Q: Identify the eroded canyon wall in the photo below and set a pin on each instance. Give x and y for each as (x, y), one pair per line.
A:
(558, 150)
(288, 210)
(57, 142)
--
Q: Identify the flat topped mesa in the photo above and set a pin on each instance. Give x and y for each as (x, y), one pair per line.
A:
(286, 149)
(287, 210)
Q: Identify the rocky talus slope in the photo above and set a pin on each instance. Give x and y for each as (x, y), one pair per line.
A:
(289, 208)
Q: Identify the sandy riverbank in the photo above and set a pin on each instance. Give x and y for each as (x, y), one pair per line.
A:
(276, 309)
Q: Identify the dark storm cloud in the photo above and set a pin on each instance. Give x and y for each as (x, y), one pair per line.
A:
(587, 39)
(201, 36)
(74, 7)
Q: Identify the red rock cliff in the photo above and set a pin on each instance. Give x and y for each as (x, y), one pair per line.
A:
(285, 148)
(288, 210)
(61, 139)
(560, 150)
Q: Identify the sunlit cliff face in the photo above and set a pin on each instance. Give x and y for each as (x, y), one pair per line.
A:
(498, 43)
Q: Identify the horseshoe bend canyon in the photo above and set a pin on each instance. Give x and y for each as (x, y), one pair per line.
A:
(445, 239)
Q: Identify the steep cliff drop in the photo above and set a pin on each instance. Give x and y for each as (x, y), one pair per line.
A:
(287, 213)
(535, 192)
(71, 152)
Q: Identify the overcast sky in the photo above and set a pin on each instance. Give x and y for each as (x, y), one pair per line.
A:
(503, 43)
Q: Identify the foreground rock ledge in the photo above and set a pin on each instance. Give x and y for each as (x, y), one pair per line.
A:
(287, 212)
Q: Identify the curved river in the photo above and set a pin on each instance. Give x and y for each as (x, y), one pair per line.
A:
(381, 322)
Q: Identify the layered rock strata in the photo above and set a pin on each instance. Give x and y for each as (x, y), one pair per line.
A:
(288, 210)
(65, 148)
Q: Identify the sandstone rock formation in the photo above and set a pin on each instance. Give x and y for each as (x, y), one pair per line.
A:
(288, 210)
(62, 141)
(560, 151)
* * *
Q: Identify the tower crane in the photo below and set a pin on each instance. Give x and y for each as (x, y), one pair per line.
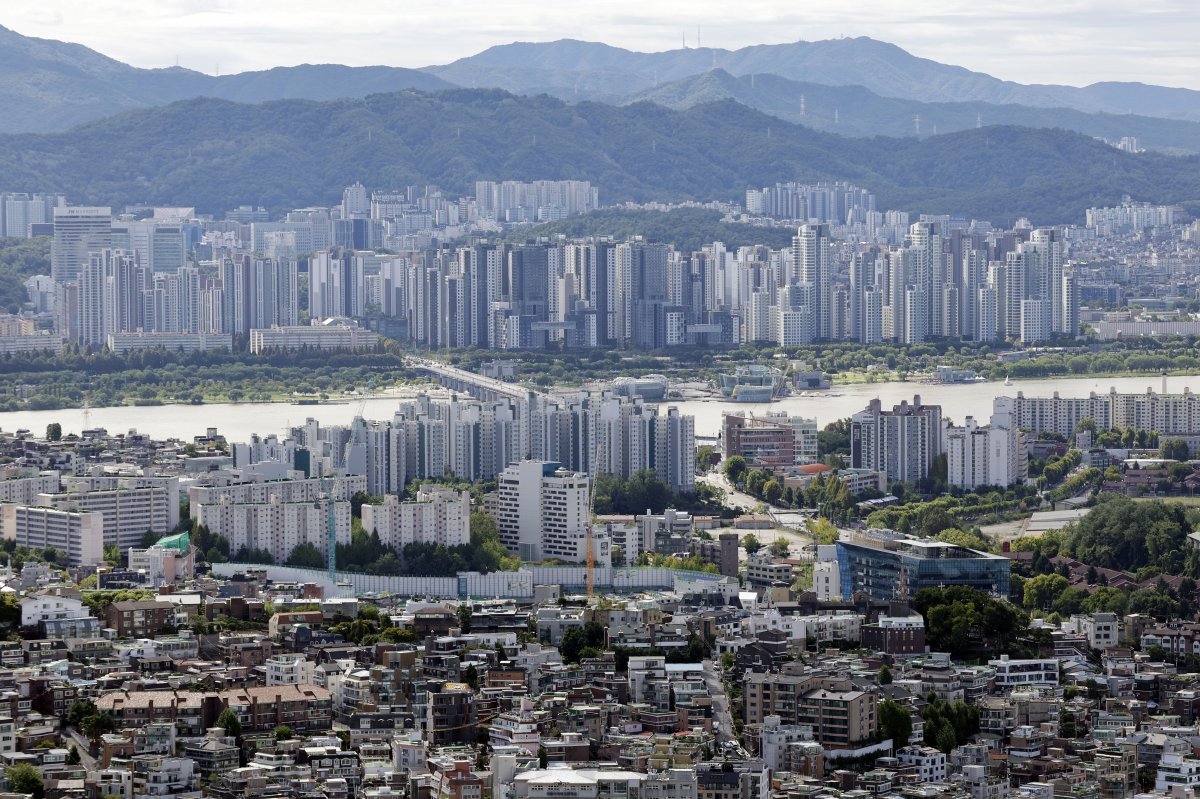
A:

**Task directions**:
Determine how many lines in the data include the word "below". Answer with that number alone.

**Solution to this exercise**:
2